_Written task 1_
According to the book description, during which years did William Shawn edit The New Yorker?
_Written task 2_
Echo the stretch of the book description from "There is perhaps" through "The New Yorker.", word for word.
_Written task 3_
Decide whether each statement agrees with the book description, answering yes or no and quoting the words that settle it: (a) Ved Mehta began writing for The New Yorker at age 25. (b) William Shawn was slow to recognize Mehta's talent. (c) Galley proofs could go through as many as six rounds.

--- start Excerpt ---

Remembering Mr. Shawn's New Yorker: the invisible art of editing
A marvelous portrait of The New Yorker during the tenure of legendary editor-in-chief William Shawn by one of its most distinguished contributors.
There is perhaps no other magazine with a mystique as strong and enduring as The New Yorker, which many deemed had its finest hour under the editorship of the legendary William Shawn from 1952 to 1987. This revelatory memoir by Ved Mehta, one of the magazine's most esteemed writers, presents a rare and beguiling look at literary life in mid-century America as seen through the monocle of Eustace Tilley during these halcyon days of The New Yorker.
Ved Mehta started writing for The New Yorker at the age of 25. His talent was recognized immediately by William Shawn, who soon swept the young writer into the New Yorker world: the quest for just the right turn of phrase, six rounds, if necessary, of galley proofs set into hot type, and fatherly care that included help with finding an apartment and dinners with the Shawn family.

--- end Excerpt ---
--- start Supplied material ---

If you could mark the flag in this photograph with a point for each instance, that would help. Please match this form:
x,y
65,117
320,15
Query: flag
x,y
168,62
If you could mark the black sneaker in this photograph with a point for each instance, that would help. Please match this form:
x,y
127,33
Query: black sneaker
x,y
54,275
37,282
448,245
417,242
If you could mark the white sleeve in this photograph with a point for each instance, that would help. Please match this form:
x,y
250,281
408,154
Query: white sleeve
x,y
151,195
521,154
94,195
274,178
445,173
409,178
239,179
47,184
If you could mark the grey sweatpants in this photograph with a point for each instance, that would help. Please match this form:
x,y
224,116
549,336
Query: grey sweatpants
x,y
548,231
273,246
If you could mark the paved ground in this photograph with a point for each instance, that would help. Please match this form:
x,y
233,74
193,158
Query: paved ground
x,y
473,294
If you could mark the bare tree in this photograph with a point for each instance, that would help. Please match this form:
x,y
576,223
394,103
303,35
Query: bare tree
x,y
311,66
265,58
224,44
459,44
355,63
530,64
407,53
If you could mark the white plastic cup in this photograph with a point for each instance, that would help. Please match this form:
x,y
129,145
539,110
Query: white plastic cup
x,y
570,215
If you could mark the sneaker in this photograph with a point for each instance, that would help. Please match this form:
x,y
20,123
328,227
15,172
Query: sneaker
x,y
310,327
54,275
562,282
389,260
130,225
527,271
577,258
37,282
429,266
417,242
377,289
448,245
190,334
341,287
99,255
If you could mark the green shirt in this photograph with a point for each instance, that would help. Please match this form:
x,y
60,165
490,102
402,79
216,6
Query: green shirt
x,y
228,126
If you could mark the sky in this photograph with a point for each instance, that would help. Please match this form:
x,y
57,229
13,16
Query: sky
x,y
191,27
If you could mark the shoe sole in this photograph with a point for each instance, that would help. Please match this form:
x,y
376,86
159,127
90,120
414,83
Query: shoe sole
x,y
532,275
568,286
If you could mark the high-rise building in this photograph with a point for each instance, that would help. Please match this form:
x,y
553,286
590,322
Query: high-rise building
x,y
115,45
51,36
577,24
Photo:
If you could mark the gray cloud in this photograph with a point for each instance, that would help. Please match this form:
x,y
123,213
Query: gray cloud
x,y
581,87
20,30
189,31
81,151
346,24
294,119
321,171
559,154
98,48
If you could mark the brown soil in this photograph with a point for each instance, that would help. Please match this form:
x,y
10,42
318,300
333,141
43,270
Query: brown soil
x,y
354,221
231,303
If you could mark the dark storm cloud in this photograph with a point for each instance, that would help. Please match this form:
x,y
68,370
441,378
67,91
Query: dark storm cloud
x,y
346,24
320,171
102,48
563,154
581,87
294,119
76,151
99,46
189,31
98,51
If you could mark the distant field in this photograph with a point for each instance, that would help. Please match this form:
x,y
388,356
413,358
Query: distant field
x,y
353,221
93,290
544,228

--- end Supplied material ---

_Exercise solution 1_
From 1952 to 1987.

_Exercise solution 2_
There is perhaps no other magazine with a mystique as strong and enduring as The New Yorker, which many deemed had its finest hour under the editorship of the legendary William Shawn from 1952 to 1987. This revelatory memoir by Ved Mehta, one of the magazine's most esteemed writers, presents a rare and beguiling look at literary life in mid-century America as seen through the monocle of Eustace Tilley during these halcyon days of The New Yorker.

_Exercise solution 3_
(a) Yes: "Ved Mehta started writing for The New Yorker at the age of 25."
(b) No: "His talent was recognized immediately by William Shawn"
(c) Yes: "six rounds, if necessary, of galley proofs set into hot type"